Раздел документа:
От биржевого игрока с Уолл стрит до влиятельного политического деятеля. Биография крупного американского финансиста, серого кардинала Белого дома - Бернард Барух 5 стр.


4

Как и у всех мальчиков, в детстве у меня были свои герои. При этом я черпал образцы для подражания больше не из книг, а среди родственников и тех немногих людей, что меня окружали.

Я стал верить, что Роберт Ли являлся средоточием всех достоинств. Отец часто цитировал этого человека, и в моей дальнейшей жизни я руководствовался его высказываниями: "При любых условиях выполняй свой долг. Ты не можешь сделать больше. Ты не должен стремиться сделать меньше".

Генералы Боргард, Стонуолл Джексон и Джеб Стюарт были другими ориентирами, как и Марион, Самтер и Бикен из времён революционной войны. Даже Джордж Вашингтон не значил в моих глазах больше, чем эти мятежные солдаты.

Но ещё выше героев-солдат я оценивал Маннеса Баума, моего дядю Германа и Джо Барухов, а также двоюродного деда Фишеля Коэна.

Дядя Герман, который отправился воевать, так как не смог вынести упрёка в бездействии от женщин, был бонвиваном и транжирой. Какое-то время отработав у Маннеса Баума, торговое предприятие которого стало крупнейшим в Камдене, он открыл собственный магазин. Принимая у себя гостей, дядя Герман всегда потчевал их рассказами о светской жизни в Нью-Йорке, куда ездил за покупками. Но нас, детей, больше привлекало то, что он никогда не возвращался оттуда без подарков для каждого члена семьи.

Самый младший брат отца дядя Джо отслужил в уланском кавалерийском полку в Германии. Он обладал "статью атлета", как мы любили говорить. Дядя учил нас упражнениям на брусьях, которые сам установил на заднем дворе. Не уступала нам в занятиях и самая младшая сестра матери, девчонка-сорванец тётя Сара, которая часто приезжала к нам в гости из Уиннсборо. Помню изумление каждого, кто видел, как она зависала на брусьях вверх ногами.

Я восхищался своим двоюродным дедом Фишелем Коэном, единственным сыном рабби Гартвига Коэна. Он работал телеграфистом в "Дженерал Боргард" и мог часами развлекать нас забавными историями из своего военного прошлого.

Исходные материалы:
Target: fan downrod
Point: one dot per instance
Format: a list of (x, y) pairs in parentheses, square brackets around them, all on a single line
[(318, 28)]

Рабочее задание: Воспроизведите дословно отрывок из биографии Бернарда Баруха, приведенной выше: начните с места, где стоят слова «От биржевого игрока», и остановитесь после слов «эти мятежные солдаты.».

Выполненное задание:
От биржевого игрока с Уолл стрит до влиятельного политического деятеля. Биография крупного американского финансиста, серого кардинала Белого дома - Бернард Барух 5 стр.


4

Как и у всех мальчиков, в детстве у меня были свои герои. При этом я черпал образцы для подражания больше не из книг, а среди родственников и тех немногих людей, что меня окружали.

Я стал верить, что Роберт Ли являлся средоточием всех достоинств. Отец часто цитировал этого человека, и в моей дальнейшей жизни я руководствовался его высказываниями: "При любых условиях выполняй свой долг. Ты не можешь сделать больше. Ты не должен стремиться сделать меньше".

Генералы Боргард, Стонуолл Джексон и Джеб Стюарт были другими ориентирами, как и Марион, Самтер и Бикен из времён революционной войны. Даже Джордж Вашингтон не значил в моих глазах больше, чем эти мятежные солдаты.